WHAT IS BEING ASKED:
Print every line of the records below exactly as it reads.

MATERIAL SHOWN:
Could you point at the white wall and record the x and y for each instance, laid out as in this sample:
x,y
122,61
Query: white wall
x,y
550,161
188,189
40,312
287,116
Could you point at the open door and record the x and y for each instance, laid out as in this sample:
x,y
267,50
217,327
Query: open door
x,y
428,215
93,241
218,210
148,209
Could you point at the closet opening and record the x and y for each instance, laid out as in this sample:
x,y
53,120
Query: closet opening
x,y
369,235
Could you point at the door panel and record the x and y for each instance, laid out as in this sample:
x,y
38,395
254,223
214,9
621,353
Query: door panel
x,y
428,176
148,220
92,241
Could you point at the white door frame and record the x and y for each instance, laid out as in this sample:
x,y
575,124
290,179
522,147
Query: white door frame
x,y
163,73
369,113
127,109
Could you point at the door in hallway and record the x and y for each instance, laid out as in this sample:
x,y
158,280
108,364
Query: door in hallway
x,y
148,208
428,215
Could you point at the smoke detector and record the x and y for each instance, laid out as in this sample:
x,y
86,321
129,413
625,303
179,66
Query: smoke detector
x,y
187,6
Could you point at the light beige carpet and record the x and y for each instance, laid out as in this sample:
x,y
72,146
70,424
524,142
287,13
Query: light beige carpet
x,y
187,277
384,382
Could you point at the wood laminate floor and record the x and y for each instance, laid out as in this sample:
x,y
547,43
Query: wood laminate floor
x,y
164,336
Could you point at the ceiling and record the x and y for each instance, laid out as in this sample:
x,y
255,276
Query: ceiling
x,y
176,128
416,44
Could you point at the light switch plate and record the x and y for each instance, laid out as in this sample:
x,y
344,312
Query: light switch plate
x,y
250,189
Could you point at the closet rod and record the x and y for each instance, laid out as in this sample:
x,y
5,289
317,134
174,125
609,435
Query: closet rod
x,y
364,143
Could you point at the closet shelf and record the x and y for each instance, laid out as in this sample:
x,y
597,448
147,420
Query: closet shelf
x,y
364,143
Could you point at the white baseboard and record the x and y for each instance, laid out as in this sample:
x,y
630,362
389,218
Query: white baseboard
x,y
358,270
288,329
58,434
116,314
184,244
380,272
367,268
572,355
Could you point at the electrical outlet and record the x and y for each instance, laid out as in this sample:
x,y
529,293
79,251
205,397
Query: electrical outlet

TASK RESPONSE:
Could you point at the white wall and record the x and y for each instance, laid out as in this sample:
x,y
122,61
Query: white wall
x,y
550,161
188,189
40,312
287,116
Could you point at the open door and record the x and y for each instance, laid out as in this sample:
x,y
267,50
217,327
Query: open door
x,y
428,215
93,241
218,210
148,209
Could you point at the closet opening and record the x and y for each instance, laid out as in this sample:
x,y
53,120
Query: closet opening
x,y
369,235
Could you point at the door panel and record the x and y for each instance, laid out as in this sample:
x,y
38,395
254,223
214,9
621,353
Query: door panel
x,y
428,176
148,220
92,241
Could you point at the white door frame and record the x and y for each instance, laid out as in this sample:
x,y
575,124
290,179
522,147
Query: white door frame
x,y
163,73
369,113
127,109
Could you point at the door in hallway and record the x and y for each instance, laid out as in this sample:
x,y
158,280
108,364
Query: door in hallway
x,y
148,208
428,215
Could you point at the smoke detector and record the x and y for each instance, laid out as in this sample:
x,y
86,321
129,413
625,303
179,66
Query: smoke detector
x,y
187,6
Could you point at the light beige carpet and record the x and y for each instance, laid out as in this sample:
x,y
72,146
70,424
524,142
287,13
Query: light beige carpet
x,y
187,277
384,382
Could you point at the wood laminate floor and record the x and y for each instance, laid out as in this sample:
x,y
547,43
Query: wood laminate floor
x,y
164,336
Could you point at the ceiling and record the x and y for each instance, laid out as in this sample:
x,y
255,276
Query: ceiling
x,y
176,128
416,44
Could you point at the light switch plate and record the x and y for each instance, laid out as in this sample:
x,y
344,312
Query: light switch plate
x,y
250,189
Could you point at the closet rod and record the x and y for each instance, laid out as in this sample:
x,y
5,289
317,134
174,125
609,435
Query: closet rod
x,y
364,143
Could you point at the closet shelf and record the x and y for each instance, laid out as in this sample:
x,y
597,448
147,420
Query: closet shelf
x,y
364,143
Could you point at the white baseboard and record the x and y for each instance, laid out as in this sample:
x,y
630,362
389,218
Query: white baseboard
x,y
358,270
288,329
58,434
116,314
184,244
380,272
367,268
572,355
Could you point at the electrical outlet and record the x and y for each instance, laid out as in this sample:
x,y
529,293
79,251
205,397
Query: electrical outlet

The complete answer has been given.